- _DESCRIPTION OF THE TASK_
The job is to find each line of the records below that includes the word "worker" and copy it.

[[ ENTRIES SHOWN open ]]

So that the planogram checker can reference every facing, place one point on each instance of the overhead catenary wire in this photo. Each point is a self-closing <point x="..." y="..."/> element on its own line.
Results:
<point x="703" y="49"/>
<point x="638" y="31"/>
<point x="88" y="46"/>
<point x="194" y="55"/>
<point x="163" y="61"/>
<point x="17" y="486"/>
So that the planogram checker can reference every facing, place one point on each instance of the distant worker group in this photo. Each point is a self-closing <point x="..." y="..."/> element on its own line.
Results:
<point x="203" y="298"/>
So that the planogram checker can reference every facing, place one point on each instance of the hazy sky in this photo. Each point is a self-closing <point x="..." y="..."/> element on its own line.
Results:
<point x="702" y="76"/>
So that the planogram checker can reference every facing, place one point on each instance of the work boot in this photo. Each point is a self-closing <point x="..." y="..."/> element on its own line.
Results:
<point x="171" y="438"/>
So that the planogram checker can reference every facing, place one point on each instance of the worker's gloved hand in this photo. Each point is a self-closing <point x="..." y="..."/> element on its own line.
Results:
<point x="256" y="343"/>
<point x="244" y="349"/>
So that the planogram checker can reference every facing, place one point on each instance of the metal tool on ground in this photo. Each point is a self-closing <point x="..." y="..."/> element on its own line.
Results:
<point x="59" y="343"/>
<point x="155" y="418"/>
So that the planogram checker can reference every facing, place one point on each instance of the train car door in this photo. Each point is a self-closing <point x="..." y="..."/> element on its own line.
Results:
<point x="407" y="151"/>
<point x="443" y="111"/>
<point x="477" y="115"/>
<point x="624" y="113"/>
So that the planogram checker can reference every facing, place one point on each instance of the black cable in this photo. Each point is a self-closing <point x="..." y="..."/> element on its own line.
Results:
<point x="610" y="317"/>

[[ ENTRIES SHOWN closed ]]
[[ ENTRIES SHOWN open ]]

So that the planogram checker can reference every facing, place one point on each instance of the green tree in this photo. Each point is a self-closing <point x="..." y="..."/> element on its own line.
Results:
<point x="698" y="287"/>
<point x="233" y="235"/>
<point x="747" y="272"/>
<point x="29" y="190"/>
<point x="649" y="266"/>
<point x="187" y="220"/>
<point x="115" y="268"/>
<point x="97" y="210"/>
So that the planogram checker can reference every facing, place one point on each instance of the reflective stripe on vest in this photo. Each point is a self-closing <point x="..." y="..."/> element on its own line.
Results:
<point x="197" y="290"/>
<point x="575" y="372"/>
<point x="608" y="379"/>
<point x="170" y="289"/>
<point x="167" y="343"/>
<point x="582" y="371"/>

[[ ENTRIES SHOWN closed ]]

- _SOLUTION TO THIS PROBLEM_
So that the planogram checker can reference every facing, place one point on each instance of the distant worker group in this photo. Each point is a self-closing <point x="..." y="..."/> element on its own line.
So that the planogram checker can reference every facing, place one point on each instance of the worker's gloved hand in this photo. Each point is a self-closing <point x="..." y="..."/> element on its own line.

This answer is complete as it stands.